[Actions to take]
A. Turn the paragraph of the article on Michael Bisping that opens with "Bisping wasn't even scheduled" into a short bulleted list. Keep its main facts.
B. Carry the article on Michael Bisping's final fight forward from its last sentence.

[Text segment]
Former UFC middleweight champion Michael Bisping regretted taking the last fight of his career against Kelvin Gastelum, and he feared he was going to be fully blind because of the contest.

Bisping (30-9) won the UFC middleweight title by knocking out Luke Rockhold on just two weeks notice, which was the upset of the year in 2016. “The Count” defended his title against Dan Henderson at UFC 204, but lost it to Georges St-Pierre in his fight after that at UFC 217.

Talking to Submission Radio, Bisping explained why he regretted fighting Gastelum just three weeks after his title loss to “GSP.”

“It certainly impacted my fight career,” Bisping said. “My depth perception was pretty much nonexistent. So, people always say, ‘How did you fight with pretty much one eye?’ And I always say the same answer: With great difficulty. And it was very difficult. ... In hindsight, I guess it was a blessing in disguise, because in 2013 I got all these troubles, and this is where it all started to happen, and then I knew I was on borrowed time.”

Bisping wasn’t even scheduled to face Gastelum at UFC Shanghai. He was already facing 30-day medical suspension from his loss to St-Pierre, but that was waived after clearance from a doctor. The Brit only fought because Gastelum’s original opponent, Anderson Silva, failed a drug test meaning the main event was in jeopardy.

[Extracted information]

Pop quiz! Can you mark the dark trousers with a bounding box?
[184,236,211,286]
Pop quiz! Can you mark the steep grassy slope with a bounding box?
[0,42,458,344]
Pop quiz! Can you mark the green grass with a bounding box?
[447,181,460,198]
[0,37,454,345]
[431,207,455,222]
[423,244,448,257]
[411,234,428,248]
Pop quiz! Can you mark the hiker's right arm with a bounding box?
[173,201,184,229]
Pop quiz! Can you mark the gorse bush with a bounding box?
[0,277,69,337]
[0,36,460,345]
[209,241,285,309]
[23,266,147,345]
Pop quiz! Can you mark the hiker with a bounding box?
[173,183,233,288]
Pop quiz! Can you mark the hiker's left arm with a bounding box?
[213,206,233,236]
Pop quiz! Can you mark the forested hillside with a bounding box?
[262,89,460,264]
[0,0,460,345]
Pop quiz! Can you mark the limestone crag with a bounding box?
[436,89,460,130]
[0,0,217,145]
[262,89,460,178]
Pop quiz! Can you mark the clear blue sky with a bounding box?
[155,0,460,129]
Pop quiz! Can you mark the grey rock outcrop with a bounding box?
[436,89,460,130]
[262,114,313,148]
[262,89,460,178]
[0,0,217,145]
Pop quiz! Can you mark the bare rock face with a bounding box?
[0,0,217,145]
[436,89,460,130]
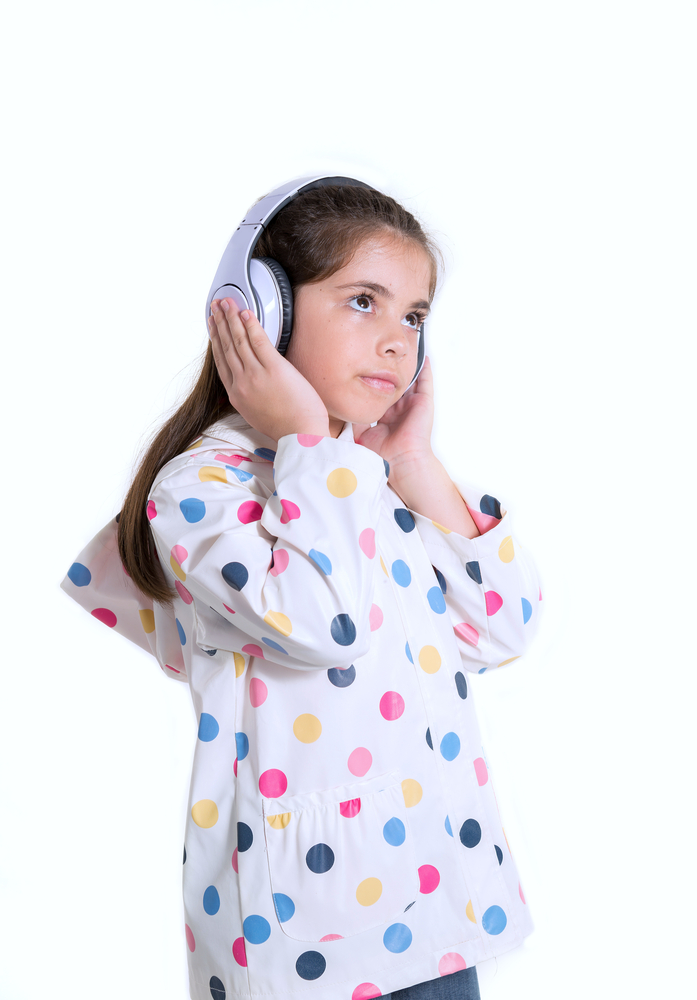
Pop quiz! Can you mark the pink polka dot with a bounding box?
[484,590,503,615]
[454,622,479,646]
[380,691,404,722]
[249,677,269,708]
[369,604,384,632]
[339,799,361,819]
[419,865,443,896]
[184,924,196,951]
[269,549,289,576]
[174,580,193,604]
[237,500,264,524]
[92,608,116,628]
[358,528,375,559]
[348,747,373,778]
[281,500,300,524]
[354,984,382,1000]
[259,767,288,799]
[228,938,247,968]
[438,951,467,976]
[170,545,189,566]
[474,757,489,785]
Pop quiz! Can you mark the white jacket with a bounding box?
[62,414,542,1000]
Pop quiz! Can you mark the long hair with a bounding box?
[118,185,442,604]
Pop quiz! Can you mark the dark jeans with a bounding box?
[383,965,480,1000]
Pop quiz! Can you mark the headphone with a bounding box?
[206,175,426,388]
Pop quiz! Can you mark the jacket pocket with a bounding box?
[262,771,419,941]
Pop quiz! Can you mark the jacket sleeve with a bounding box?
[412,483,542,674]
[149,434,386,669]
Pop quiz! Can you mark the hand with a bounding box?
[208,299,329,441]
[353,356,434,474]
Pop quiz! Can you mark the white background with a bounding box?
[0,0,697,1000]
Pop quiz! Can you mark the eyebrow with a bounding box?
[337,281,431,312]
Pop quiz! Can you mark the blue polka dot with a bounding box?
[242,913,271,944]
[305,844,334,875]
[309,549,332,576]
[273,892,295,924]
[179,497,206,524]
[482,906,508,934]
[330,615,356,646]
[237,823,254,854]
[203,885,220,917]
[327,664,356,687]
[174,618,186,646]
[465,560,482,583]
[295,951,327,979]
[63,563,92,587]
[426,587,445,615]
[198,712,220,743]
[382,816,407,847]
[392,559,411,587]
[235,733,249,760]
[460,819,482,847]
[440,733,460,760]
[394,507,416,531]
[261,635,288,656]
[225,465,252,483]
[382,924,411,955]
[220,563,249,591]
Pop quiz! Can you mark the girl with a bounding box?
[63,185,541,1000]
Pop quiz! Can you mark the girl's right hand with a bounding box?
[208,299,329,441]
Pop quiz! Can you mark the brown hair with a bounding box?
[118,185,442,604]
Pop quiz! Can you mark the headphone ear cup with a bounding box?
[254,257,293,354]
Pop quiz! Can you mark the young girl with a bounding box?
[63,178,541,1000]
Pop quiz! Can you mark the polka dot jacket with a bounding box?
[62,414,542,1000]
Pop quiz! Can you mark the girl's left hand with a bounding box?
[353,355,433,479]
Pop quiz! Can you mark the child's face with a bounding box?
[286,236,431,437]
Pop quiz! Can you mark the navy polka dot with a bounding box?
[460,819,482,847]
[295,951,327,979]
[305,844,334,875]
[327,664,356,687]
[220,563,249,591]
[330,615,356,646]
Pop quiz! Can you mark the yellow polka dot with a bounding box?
---
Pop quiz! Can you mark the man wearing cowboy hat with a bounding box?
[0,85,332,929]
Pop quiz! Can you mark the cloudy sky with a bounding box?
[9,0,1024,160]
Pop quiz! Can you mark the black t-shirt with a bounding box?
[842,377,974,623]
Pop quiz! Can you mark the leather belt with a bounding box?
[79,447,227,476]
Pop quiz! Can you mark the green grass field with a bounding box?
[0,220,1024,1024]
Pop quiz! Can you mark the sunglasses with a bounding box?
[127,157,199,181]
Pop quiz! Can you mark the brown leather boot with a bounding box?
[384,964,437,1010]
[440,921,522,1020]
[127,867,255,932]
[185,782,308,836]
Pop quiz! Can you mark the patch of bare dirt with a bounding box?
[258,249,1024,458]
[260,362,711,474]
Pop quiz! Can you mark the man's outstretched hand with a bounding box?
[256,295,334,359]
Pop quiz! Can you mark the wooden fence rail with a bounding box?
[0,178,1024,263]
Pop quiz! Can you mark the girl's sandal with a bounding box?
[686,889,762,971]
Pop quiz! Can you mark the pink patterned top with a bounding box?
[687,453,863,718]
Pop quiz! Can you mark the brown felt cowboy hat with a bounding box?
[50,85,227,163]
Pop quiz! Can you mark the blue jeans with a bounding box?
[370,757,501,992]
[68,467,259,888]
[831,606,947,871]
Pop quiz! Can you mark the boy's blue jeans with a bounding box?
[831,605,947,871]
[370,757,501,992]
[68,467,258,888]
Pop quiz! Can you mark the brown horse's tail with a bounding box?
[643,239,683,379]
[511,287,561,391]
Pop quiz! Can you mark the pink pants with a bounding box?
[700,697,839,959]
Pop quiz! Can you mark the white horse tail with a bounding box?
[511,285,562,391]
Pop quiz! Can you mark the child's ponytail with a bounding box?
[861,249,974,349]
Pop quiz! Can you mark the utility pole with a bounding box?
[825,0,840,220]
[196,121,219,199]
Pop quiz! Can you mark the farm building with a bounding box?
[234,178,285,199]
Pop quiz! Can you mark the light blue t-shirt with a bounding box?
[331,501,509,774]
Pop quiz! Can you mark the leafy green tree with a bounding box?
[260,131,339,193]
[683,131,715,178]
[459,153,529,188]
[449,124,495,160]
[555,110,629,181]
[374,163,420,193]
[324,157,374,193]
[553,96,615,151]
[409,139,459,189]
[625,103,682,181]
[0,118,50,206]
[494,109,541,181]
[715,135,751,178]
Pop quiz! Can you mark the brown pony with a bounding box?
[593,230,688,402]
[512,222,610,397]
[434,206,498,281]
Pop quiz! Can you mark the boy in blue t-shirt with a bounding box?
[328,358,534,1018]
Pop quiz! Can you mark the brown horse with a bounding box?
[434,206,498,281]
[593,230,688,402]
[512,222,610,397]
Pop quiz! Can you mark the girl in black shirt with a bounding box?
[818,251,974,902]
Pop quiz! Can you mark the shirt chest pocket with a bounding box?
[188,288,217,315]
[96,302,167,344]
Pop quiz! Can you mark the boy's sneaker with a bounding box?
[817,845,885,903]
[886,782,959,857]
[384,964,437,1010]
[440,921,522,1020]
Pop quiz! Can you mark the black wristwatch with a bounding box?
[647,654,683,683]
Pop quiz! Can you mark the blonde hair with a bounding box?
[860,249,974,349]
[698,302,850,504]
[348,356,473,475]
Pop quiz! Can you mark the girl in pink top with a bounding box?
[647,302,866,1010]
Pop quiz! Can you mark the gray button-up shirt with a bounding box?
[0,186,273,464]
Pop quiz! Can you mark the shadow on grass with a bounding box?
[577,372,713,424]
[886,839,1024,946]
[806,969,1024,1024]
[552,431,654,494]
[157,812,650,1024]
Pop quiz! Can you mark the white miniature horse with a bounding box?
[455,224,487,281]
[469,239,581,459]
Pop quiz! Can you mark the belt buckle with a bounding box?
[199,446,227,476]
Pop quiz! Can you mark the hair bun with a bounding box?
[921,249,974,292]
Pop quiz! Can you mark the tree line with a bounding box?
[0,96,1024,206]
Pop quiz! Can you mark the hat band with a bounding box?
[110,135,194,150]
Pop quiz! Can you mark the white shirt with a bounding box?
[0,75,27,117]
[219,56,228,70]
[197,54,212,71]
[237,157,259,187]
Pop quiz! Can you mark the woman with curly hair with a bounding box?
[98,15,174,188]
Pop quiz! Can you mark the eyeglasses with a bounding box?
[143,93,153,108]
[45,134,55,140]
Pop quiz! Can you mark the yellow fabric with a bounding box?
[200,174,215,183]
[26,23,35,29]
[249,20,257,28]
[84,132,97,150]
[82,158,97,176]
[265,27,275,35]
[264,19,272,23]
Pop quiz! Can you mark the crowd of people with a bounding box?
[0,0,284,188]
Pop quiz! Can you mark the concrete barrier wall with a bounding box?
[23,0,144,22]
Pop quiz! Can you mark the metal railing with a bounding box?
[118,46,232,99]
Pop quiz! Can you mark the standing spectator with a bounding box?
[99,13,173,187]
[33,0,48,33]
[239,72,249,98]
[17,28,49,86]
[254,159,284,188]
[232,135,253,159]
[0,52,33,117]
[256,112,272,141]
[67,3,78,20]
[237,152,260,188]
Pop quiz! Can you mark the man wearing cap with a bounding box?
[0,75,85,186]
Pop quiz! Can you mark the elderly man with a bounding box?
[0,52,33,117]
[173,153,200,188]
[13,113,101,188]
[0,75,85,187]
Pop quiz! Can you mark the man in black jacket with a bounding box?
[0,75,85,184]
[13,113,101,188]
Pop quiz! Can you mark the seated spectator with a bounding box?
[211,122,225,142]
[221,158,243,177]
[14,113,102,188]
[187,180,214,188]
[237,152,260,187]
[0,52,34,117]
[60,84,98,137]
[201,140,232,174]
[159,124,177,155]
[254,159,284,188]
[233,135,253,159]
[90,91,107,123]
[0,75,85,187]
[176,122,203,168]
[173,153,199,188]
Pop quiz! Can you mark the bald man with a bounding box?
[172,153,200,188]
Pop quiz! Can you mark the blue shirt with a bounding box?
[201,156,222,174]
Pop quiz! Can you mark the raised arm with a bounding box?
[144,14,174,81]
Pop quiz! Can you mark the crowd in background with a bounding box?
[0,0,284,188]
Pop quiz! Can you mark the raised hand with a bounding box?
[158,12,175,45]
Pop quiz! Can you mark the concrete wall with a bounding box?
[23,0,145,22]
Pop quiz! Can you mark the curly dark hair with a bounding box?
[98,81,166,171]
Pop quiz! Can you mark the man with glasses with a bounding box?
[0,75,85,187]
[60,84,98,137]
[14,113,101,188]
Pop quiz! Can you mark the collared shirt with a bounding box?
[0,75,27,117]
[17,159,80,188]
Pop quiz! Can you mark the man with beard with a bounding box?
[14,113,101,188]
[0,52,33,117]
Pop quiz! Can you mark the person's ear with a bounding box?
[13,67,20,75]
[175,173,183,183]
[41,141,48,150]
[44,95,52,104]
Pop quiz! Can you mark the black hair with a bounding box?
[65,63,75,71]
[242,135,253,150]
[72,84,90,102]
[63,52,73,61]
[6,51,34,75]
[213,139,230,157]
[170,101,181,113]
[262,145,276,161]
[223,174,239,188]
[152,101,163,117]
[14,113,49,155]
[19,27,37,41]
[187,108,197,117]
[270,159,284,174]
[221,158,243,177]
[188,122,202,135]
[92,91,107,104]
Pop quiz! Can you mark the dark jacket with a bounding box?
---
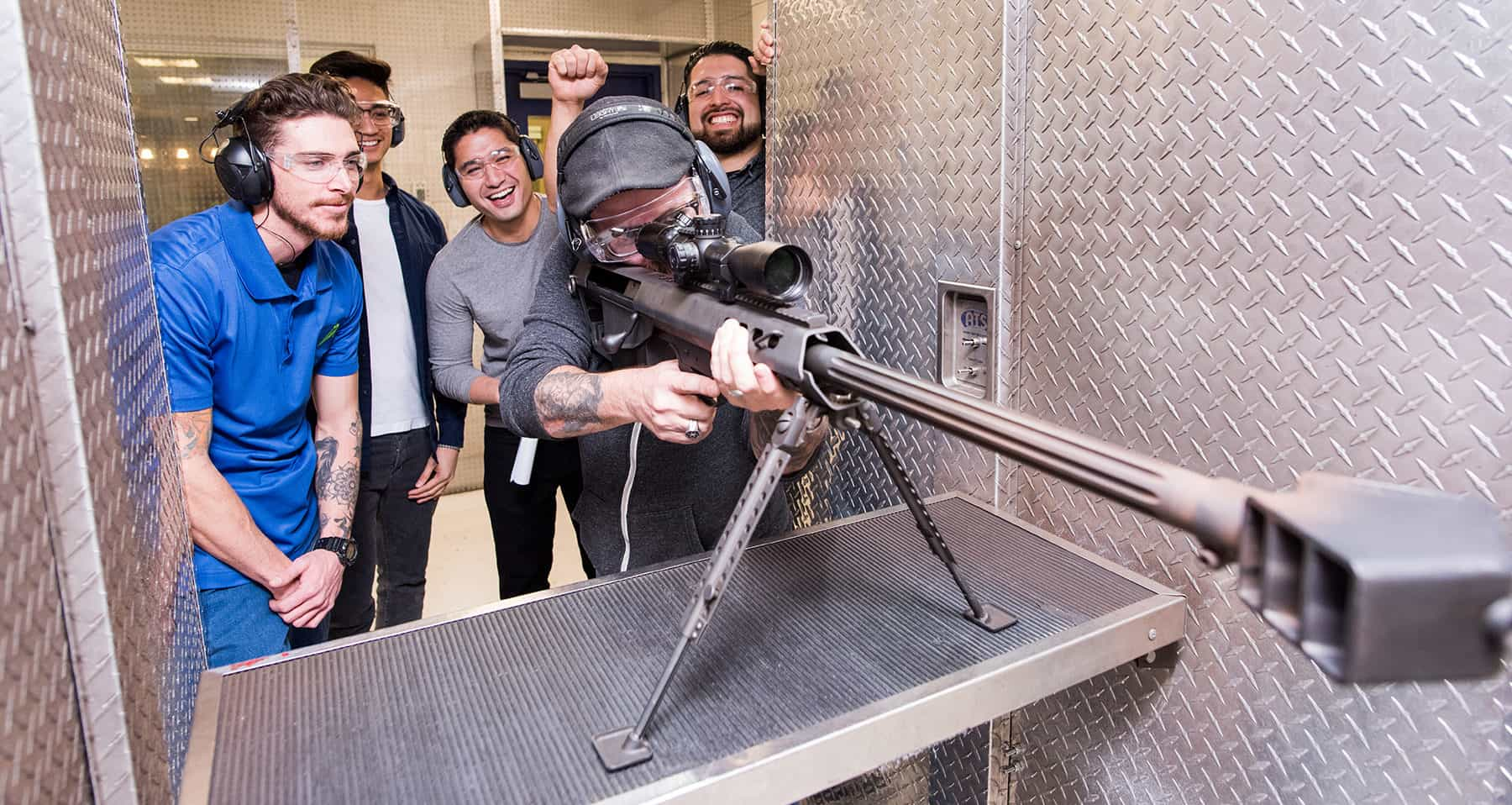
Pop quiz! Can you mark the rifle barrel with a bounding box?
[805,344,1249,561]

[Answers by item]
A.
- Bisping was not originally set to face Gastelum at UFC Shanghai.
- He was facing a 30-day medical suspension from his loss to St-Pierre.
- A doctor cleared him, so the suspension was waived.
- He fought only because Gastelum's original opponent, Anderson Silva, failed a drug test.
- That failed test had put the main event in jeopardy.

B.
“Anderson Silva failed a steroid test and Kelvin Gastelum needed another opponent,” Bisping said. “I was over-trained for GSP, and I was like, screw it, whatever, it is what it is, I’ll fly out there, get another payday. So, I went out there. So, listen, money’s one thing and legacy is another. You can’t buy a legacy. So, I do regret doing that Kelvin Gastelum fight, because I had no business doing that.

“So, the conditions weren’t right. But there was a lot of money on the table, but I knew I was almost done.”

He says he repeatedly saw a “flashing light” moments after the loss, and feared he was going to go completely blind.

“I started panicking. And I was like, holy shit, I don’t believe this, I’ve got a detached retina in my good eye. And I started emotional, in a night club,” he shared. “I’ve had a couple of drinks, but I’m like, f—k, I’m thinking I’m gonna go blind. Cause if they could have fixed the eye, it’s gonna be a few weeks while the surgery repairs, so I’m gonna be blind at least for a little bit, and that’s a terrifying thought to have, to actually think you’ll go blind.

His one good eye suffered a vitreous detachment from the bout. It wasn’t as bad as he initially thought, but knowing the risks, he decided to hang up his gloves.